**Цитируемый отрывок:**
---
Крепнущее романтическое чувство отвергает и альтернативный вариант семейной идиллии - перспективу укрыться от честолюбивых страстей в семейной теплоте домашнего уюта. Эпизод с кормлением Лоттой канарейки, изложенный в письме от 12 сентября, - аллегорическое проявление ее сердечного чувства к Вертеру: «"Когда я даю ей хлеба, она машет крылышками и клюет очень послушно. И целует меня, смотрите! <...> Пусть поцелует и вас", - сказала она и протянула мне канарейку». Однако наивное кокетство молодой женщины, оставаясь в подтексте эпизода, не получает фабульного развития. Вертер рационализирует свою сдержанность нежеланием разрушить семейный союз Лотты и Альберта и выбирает страдание как парадоксальный способ уберечь хрупкую целостность своей души от разрушительной односторонности выбора.
В остром диспуте с Альбертом Вертер аргументированно обосновывает глубоко продуманное им право душевно развитой и обладающей широким кругозором личности на самоубийство. Его завороженная идеалом абсолютного бытия лирическая душа, изнуренная требованиями практицизма, отстаивает свободу бросить вызов всем формам социального принуждения: «Друг мой! - вскричал я. - Человек всегда останется человеком, и та крупица разума, которой он, быть может, владеет, почти или вовсе не имеет значения, когда свирепствует страсть и ему становится тесно в рамках человеческой природы».
---
[Сохранённые записи]

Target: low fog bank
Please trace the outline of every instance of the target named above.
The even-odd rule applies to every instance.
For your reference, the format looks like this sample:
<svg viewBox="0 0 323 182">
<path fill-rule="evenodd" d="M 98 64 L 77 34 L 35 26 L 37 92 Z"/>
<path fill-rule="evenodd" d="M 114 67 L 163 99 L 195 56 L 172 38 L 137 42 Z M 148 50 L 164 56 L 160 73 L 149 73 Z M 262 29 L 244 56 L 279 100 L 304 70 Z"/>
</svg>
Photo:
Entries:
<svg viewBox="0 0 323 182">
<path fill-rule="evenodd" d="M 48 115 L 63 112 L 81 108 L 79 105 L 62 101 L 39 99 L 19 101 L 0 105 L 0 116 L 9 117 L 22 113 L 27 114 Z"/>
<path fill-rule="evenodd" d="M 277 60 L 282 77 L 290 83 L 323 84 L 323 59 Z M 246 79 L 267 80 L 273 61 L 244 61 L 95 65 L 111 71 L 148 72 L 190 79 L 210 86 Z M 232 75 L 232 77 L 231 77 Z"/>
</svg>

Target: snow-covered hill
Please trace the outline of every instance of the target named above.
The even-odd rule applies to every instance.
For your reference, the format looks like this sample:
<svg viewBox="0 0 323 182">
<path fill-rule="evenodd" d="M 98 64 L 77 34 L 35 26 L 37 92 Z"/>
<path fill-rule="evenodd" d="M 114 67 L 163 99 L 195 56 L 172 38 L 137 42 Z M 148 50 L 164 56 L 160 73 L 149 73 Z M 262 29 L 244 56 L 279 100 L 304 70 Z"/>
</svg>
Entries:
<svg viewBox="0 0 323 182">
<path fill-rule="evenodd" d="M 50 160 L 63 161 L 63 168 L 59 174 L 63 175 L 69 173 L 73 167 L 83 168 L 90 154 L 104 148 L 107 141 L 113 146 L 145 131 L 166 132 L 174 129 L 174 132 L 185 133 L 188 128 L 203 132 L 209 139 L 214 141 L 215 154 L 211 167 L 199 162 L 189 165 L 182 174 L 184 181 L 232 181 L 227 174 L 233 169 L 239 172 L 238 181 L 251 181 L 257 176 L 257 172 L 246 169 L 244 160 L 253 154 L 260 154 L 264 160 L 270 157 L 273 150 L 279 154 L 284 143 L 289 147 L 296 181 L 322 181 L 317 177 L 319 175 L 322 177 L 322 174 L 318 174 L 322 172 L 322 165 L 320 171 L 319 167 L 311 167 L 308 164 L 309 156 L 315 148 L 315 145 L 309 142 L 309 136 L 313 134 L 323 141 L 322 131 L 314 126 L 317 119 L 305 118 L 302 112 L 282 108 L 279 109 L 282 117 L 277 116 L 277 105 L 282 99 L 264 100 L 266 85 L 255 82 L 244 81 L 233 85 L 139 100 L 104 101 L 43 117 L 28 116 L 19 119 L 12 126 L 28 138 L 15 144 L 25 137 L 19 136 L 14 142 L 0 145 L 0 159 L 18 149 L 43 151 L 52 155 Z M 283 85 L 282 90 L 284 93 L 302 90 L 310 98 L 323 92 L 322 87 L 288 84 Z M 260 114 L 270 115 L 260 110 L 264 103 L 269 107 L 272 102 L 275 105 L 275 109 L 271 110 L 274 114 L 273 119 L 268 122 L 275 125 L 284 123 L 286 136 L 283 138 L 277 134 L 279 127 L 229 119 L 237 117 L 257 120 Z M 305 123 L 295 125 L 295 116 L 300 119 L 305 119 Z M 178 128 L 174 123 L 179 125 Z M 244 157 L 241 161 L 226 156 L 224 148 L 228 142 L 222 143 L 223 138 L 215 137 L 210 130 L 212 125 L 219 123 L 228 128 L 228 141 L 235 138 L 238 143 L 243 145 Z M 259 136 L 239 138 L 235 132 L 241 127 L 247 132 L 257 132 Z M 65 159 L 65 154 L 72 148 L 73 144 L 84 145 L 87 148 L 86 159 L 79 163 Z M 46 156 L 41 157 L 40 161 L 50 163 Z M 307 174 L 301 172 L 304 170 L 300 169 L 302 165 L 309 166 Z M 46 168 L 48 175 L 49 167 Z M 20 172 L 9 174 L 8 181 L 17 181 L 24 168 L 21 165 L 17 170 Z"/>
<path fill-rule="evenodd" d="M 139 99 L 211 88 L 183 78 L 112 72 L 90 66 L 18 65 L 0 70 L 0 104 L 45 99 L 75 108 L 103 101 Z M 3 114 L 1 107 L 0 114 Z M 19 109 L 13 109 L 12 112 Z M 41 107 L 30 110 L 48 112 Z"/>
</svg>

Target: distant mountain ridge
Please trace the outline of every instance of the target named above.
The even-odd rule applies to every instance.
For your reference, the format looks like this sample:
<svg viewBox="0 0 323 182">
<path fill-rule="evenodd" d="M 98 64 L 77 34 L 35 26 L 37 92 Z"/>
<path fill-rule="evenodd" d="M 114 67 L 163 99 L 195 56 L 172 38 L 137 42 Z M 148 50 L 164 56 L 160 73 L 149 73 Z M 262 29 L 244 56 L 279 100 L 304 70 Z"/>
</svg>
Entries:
---
**Задача для решения:** Назовите по цитируемому отрывку дату письма, в котором изложен эпизод с кормлением Лоттой канарейки.

**Ответ на задание:** Письмо от 12 сентября.